The more peanuts the new mothers in the study ate during their third trimester, the higher their babies’ risk for sensitivity to peanuts, researchers reported.
The findings do not prove that eating peanuts during pregnancy is a risk factor for peanut allergies in the first year or so of life. But they do highlight the need for more studies to answer the question, study researcher Scott H. Sicherer, MD, of New York’s Mount Sinai School of Medicine tells WebMD.
“Our study looked at sensitization, not peanut allergy,” he says. “It is going to be a few years before we know whether these children really do develop true peanut allergies.”
Pregnancy, Peanuts, and Allergies
About one in 100 children has peanut allergies, and there is evidence that the prevalence has grown over the last decade, researchers say.
In an effort to prevent peanut allergies in children, the American Academy of Pediatrics (AAP) briefly recommended that high-risk women avoid peanuts during pregnancy and while breastfeeding.
But this recommendation was based on very limited clinical research and the group rescinded it in 2008, replacing it with a statement noting that the impact of eating or avoiding peanuts during pregnancy remains uncertain.
In the newly published study, researchers assessed peanut allergy risk in 503 babies presumed to be allergic to eggs and/or milk, based on skin-prick test results or the presence of food allergy-related skin rashes.
The children were 3- to 15-months old, and none had been diagnosed with peanut allergies. Blood testing revealed that 140 had a strong sensitivity to peanuts.
Specifically, the blood test measured levels of a protein known as IgE, which are elevated in people with peanut allergies. But not everyone with high IgE levels is allergic, Sicherer says.
Maternal consumption of peanuts during pregnancy was strongly predictive for this sensitivity, the researchers reported.
The study appears in the November issue of the Journal of Allergy and Clinical Immunology.
Avoiding Peanuts: Good for Some, Not Others?
Until more definitive studies are done, Sicherer says there is no reason to revisit the 2008 AAP revised guideline.
“We simply don’t have enough information to tell women they should or should not eat peanuts during pregnancy,” he says.
There is even some evidence that early peanut exposure may lower an at-risk child’s risk for peanut allergies.
It may even be that some at-risk children benefit from early exposure while early exposure increases peanut allergy risk in others, Baltimore pediatrician Elizabeth Matsui, MD, tells WebMD.
She explains that some experts now believe the interaction between genetic factors and environmental ones, such as when certain foods are introduced in the diet, determine susceptibility to allergies and other health conditions.
Matsui is an associate professor of pediatrics and epidemiology at the Johns Hopkins Children’s Center.
□ □ □ □ □ □ □
» WHAT TO PRODUCE:
Answer these questions from the article on peanuts and pregnancy, with each answer on its own line:
(a) How many babies did the researchers assess for peanut allergy risk?
(b) In what year did the American Academy of Pediatrics rescind its recommendation?
(c) Where is Elizabeth Matsui an associate professor of pediatrics and epidemiology?
The records have no connection to the article on peanuts and pregnancy.

[Dataset records]
□ □ □ □ □ □ □
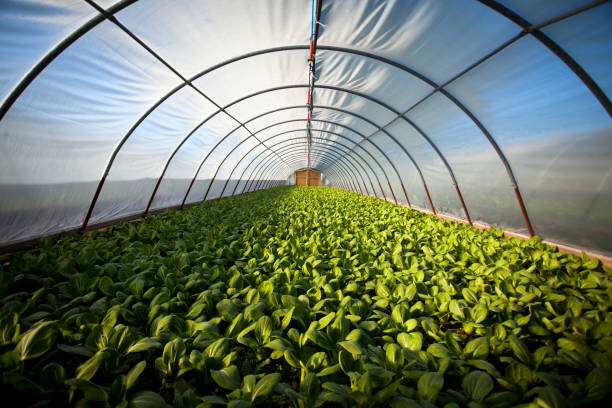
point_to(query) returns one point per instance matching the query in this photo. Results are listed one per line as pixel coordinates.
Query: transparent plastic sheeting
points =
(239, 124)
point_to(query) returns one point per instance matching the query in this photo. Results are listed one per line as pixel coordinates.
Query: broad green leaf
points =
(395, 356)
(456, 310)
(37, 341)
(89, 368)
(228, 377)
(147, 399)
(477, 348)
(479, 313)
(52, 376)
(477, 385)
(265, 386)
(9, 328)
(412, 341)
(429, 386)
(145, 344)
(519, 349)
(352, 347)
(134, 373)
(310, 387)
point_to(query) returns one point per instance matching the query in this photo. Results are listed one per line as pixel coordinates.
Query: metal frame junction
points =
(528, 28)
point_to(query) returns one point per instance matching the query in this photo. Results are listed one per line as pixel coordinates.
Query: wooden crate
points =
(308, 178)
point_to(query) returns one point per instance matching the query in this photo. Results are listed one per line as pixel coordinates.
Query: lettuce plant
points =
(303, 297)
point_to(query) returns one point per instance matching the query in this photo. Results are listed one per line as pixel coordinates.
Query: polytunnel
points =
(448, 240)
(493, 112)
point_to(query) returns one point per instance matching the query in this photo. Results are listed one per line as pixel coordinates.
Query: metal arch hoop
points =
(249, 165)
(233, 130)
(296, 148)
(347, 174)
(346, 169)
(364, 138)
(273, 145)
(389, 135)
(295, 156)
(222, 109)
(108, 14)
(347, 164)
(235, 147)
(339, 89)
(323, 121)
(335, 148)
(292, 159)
□ □ □ □ □ □ □
» EXERCISE RESPONSE:
(a) 503
(b) 2008
(c) The Johns Hopkins Children's Center